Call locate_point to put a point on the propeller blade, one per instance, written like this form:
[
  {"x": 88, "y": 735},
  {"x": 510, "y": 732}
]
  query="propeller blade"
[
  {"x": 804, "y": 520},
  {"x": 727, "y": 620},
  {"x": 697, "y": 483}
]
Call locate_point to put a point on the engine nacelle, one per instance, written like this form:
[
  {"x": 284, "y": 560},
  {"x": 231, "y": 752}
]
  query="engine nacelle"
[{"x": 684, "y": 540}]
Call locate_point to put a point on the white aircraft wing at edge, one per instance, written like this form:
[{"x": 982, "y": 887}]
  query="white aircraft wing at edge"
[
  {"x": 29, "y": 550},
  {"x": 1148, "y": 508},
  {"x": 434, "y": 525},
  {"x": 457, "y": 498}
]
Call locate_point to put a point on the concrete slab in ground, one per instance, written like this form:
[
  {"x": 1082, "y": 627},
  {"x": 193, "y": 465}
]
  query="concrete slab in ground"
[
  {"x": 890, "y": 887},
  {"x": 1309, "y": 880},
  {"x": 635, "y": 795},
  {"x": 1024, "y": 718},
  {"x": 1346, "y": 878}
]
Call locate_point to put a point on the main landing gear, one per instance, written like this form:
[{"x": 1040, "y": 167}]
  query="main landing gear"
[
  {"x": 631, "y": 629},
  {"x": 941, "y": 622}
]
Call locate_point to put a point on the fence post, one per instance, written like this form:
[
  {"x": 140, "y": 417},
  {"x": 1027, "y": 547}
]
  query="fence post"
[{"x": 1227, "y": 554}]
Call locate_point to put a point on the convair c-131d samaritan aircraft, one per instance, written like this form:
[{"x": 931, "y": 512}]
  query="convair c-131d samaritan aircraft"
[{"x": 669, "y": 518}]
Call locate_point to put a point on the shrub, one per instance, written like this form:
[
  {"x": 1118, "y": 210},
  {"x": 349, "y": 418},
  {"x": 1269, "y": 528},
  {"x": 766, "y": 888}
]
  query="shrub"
○ ○ ○
§ Problem to work on
Return each line of the listing that holds the word "shrub".

§ Written response
Call locate_point to put a point on the shrub, one per instance, written like this form:
  query="shrub"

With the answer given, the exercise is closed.